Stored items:
________________

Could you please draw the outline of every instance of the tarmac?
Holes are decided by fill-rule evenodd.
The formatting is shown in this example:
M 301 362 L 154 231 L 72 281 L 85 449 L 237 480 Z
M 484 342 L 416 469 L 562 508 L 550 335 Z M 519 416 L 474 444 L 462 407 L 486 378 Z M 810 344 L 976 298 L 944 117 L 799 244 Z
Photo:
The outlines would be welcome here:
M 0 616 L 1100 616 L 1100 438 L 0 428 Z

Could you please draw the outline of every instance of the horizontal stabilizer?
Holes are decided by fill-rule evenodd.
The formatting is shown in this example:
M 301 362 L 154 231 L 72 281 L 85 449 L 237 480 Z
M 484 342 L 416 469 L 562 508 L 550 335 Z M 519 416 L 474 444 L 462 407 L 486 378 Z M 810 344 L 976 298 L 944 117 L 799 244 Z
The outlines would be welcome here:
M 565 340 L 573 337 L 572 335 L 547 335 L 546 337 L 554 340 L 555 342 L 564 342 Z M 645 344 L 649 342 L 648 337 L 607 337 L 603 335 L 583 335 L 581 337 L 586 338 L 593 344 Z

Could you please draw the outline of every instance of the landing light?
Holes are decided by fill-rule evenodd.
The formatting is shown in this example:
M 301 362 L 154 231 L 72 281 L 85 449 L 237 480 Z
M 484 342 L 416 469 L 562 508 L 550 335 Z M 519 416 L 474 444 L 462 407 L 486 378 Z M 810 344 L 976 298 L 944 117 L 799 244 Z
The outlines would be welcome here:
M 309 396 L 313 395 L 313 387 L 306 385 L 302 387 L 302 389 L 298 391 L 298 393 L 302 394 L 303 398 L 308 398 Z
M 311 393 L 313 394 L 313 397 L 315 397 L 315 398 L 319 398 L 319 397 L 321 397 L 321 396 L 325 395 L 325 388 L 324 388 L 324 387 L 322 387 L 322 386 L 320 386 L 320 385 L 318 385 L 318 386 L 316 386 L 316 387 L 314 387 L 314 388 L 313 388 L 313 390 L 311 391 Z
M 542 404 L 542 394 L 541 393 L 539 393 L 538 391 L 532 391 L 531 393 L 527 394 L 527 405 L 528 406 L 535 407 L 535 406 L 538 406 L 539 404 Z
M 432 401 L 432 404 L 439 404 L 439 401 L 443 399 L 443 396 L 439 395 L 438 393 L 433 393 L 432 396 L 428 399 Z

________________

TASK REQUIREMENTS: Tally every line of the entries that contains the word "Could", and respond with that number only.

RESPONSE BOX: 3